EXERCISE DETAILS: What follows are records. Restate all of them word for word.

DATA SHOWN:
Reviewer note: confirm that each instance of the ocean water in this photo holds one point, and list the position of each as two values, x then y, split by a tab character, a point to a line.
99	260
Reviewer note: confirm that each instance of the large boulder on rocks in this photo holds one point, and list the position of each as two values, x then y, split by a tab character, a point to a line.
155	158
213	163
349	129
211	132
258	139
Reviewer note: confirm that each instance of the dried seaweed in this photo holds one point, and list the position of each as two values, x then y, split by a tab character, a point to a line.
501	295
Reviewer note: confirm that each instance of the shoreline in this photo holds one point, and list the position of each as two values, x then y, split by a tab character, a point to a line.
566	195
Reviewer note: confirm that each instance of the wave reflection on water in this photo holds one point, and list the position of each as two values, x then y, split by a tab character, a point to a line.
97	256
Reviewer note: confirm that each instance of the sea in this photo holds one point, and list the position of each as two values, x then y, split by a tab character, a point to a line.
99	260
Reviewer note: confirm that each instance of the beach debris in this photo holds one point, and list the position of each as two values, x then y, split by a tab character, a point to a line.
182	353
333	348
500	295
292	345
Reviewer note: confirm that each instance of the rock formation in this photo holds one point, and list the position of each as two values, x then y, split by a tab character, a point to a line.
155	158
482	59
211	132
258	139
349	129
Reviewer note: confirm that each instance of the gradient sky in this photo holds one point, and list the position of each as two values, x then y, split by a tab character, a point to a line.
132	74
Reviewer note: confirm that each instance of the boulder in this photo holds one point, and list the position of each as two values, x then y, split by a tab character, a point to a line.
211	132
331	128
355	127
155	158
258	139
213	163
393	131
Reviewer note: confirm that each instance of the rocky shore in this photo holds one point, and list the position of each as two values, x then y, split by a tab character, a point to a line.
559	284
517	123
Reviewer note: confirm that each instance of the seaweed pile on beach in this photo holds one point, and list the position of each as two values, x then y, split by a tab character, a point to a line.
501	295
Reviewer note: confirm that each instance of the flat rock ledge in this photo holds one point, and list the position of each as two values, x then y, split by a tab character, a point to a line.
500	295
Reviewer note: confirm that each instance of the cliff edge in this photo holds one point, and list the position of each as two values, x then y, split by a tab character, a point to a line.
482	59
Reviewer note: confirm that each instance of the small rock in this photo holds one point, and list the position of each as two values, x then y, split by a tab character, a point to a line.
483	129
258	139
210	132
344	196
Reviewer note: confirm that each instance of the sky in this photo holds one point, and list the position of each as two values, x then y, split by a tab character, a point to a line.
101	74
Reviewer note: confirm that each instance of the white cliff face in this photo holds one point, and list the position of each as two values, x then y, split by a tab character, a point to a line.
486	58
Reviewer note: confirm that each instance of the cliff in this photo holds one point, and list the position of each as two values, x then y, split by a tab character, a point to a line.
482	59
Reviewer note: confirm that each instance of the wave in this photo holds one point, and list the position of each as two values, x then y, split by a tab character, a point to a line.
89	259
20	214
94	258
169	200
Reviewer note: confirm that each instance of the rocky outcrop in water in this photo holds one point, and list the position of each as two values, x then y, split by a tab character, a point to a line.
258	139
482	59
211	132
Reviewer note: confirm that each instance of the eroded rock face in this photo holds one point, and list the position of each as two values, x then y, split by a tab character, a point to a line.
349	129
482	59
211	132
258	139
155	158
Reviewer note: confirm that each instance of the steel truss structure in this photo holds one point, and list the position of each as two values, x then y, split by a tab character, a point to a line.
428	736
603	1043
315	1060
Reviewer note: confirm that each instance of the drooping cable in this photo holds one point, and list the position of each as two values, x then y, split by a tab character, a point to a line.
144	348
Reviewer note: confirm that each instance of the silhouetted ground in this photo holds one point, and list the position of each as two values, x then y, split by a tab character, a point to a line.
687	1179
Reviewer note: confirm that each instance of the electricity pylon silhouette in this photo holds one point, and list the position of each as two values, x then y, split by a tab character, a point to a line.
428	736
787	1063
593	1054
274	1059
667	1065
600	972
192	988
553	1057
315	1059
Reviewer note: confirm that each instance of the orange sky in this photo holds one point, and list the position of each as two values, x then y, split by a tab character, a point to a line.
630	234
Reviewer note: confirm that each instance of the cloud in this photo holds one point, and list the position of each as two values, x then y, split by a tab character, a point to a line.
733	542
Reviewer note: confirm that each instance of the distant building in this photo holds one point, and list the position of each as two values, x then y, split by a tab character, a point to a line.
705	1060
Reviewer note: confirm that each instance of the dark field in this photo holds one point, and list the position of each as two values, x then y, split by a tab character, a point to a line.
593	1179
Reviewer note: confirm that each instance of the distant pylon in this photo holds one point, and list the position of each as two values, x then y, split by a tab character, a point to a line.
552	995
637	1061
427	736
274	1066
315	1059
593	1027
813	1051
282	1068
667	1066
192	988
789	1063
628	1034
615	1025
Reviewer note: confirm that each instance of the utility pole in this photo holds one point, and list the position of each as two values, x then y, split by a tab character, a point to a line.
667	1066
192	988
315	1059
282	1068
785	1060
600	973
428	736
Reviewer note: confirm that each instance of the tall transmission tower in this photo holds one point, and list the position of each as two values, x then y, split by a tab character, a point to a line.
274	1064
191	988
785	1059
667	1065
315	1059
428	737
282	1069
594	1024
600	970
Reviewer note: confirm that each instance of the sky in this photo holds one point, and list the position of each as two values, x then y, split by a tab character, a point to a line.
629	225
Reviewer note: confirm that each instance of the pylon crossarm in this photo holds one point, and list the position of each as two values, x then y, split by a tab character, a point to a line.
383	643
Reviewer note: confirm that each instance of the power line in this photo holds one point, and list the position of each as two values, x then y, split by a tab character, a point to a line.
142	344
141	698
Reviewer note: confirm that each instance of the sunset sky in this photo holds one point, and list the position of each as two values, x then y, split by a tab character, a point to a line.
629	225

TASK OUTPUT:
Reviewer note: confirm that each instance of the ocean water in this photo holds one point, and list the position of each as two values, x then y, split by a tab character, a point to a line.
99	260
Reviewer note: confirm that each instance of the large boulder on rocks in this photo holds one point, and list the position of each as two values, x then y, split by a tab character, a point to a line.
155	158
213	163
349	129
211	132
258	139
Reviewer note: confirm that each instance of the dried seaweed in this photo holds one point, and list the position of each as two values, x then y, split by a tab character, a point to a line.
501	295
Reviewer note: confirm that each instance of the shoreline in this photo holds one point, and list the position of each as two values, x then y, split by a tab character, a point to a line.
566	195
Reviewer note: confirm that each instance of the wave reflection on water in this photo holds one point, and list the position of each as two values, x then y, split by a tab character, a point to a line.
97	256
Reviewer note: confirm that each instance of the sea in this photo holds one point, and list the position of each as two values, x then y, split by a tab character, a point to a line.
99	260
Reviewer note: confirm that each instance of the beach debris in this photo holds one point, and list the position of each as two values, x then y, split by a tab character, a point to a line.
182	353
333	348
500	295
292	345
Reviewer note: confirm that each instance of the rock formation in this photo holds one point, and list the position of each as two values, x then y, split by a tab character, a point to a line.
155	158
482	59
211	132
258	139
349	129
Reviewer note: confirm that each instance of the gradient sky in this photo holds one point, and list the position of each as two values, x then y, split by a tab character, a point to a line.
132	74
Reviewer note: confirm that each instance of the boulder in this photo holds one point, and list the position of each as two values, x then y, split by a tab character, a point to a line.
211	132
331	128
355	127
155	158
258	139
213	163
393	131
Reviewer note: confirm that each instance of the rocky shore in this photo holds one point, and list the position of each as two values, x then y, split by a tab character, a point to a line.
559	284
517	123
Reviewer note: confirm that each instance of the seaweed pile on beach in this photo holds one point, and list the position of each as two values, x then y, split by a tab character, a point to a line.
501	295
Reviewer note: confirm that each instance of the flat rock ledge in this photo holds one point, and list the position of each as two values, x then y, split by a tab character, a point to a line.
500	295
Reviewer note: confirm that each instance of the cliff edge in this photo holds one point, and list the position of each as two values, x then y, split by a tab character, a point to a line.
482	59
Reviewer note: confirm that each instance of the small rock in this photo holds one point, and list the position of each as two values, x then y, split by a tab character, a point to a line.
483	129
258	139
210	132
344	196
Reviewer note: confirm that each instance of the sky in this photo holds one point, and list the position of each as two values, x then y, split by a tab character, a point to a line.
101	74
Reviewer note: confirm that each instance of the white cliff face in this photo holds one point, and list the position of each as two values, x then y, split by a tab character, a point to a line.
486	58
Reviewer note: confirm that each instance of the cliff in this photo holds one point, and list the position of each as two values, x then y, split by a tab character, a point to a line.
482	59
Reviewer note: confirm that each instance of the wave in this photo holds one point, and list the position of each as two values, x then y, split by a tab character, a point to a line.
89	259
20	214
94	258
169	200
Reviewer note: confirm that each instance of the rocky outcrop in water in this photo holds one point, and list the position of each as two values, x then y, split by a tab character, a point to a line.
258	139
482	59
211	132
Reviewer note: confirm that each instance of the eroded rock face in this photo holds one point, and list the position of each as two values, x then y, split by a tab character, a point to a line.
349	129
482	59
211	132
258	139
155	158
Reviewer note: confirm that each instance of the steel truss structure in this photo holds one point, and list the position of each as two values, x then y, split by a tab character, a point to a line.
428	736
603	1043
315	1060
Reviewer note: confirm that each instance of the drooping cable in this photo holds one point, and list the position of each as two values, x then y, split by a tab character, a point to a line.
144	348
Reviewer note: confirm that each instance of the silhouetted ground in this photo holds one point, and list the position of each as two values, x then y, split by a tab character, a point to a line.
687	1179
Reviewer note: confirm that each instance of the electricity pylon silhouette in this photo holds one point, and list the position of each as two values, x then y, split by a tab character, a point to a line.
428	736
787	1063
593	1054
274	1059
667	1065
600	972
192	988
553	1057
315	1059
Reviewer note: confirm that each instance of the orange sky in this photo holds one point, and list the position of each as two values, x then y, split by a tab character, a point to a line.
630	234
Reviewer note: confirm that each instance of the cloud in this photo holds one point, and list the position of each as two values, x then y, split by a tab character, a point to a line.
733	542
Reviewer note: confirm that each instance of the distant building in this photo holds one point, and list the position of each as two values, x then y, split by a tab character, a point to a line.
705	1060
Reviewer note: confirm that each instance of the dark field in this photo holds one point, and list the position of each as two values, x then y, split by a tab character, a point to a line.
593	1179
Reviewer note: confirm that each instance of the distant pylon in this photo holds one point, and list the position of each as two values, x then y, split by a tab character, a point to a line.
552	995
637	1061
427	736
274	1066
315	1059
593	1027
813	1051
282	1068
667	1066
192	988
789	1063
628	1034
615	1025
Reviewer note: confirm that each instance of the utility pole in this photo holds one point, and list the position of each as two values, x then y, split by a tab character, a point to a line.
667	1066
192	988
315	1059
282	1068
785	1060
600	973
428	736
Reviewer note: confirm that each instance of the tall transmission tower in this photo holds one point, and list the position of each as two values, x then y, split by a tab character, a point to a line.
274	1064
191	988
785	1059
667	1065
315	1059
428	737
282	1069
594	1024
600	970
Reviewer note: confirm that each instance of the sky in this photo holds one point, and list the position of each as two values, x then y, split by a tab character, a point to a line.
629	225
Reviewer note: confirm that each instance of the pylon crossarm in this photo holds one point, and list the position of each as two values, x then y, split by a tab character, a point to a line.
383	643
Reviewer note: confirm that each instance of the power line in this photo holds one point, and list the position of each as two values, x then y, split by a tab character, a point to a line.
142	344
141	698
Reviewer note: confirm that each instance of the sunset sky in this photo holds one point, and list the position of each as two values, x then y, split by a tab character, a point to a line.
629	225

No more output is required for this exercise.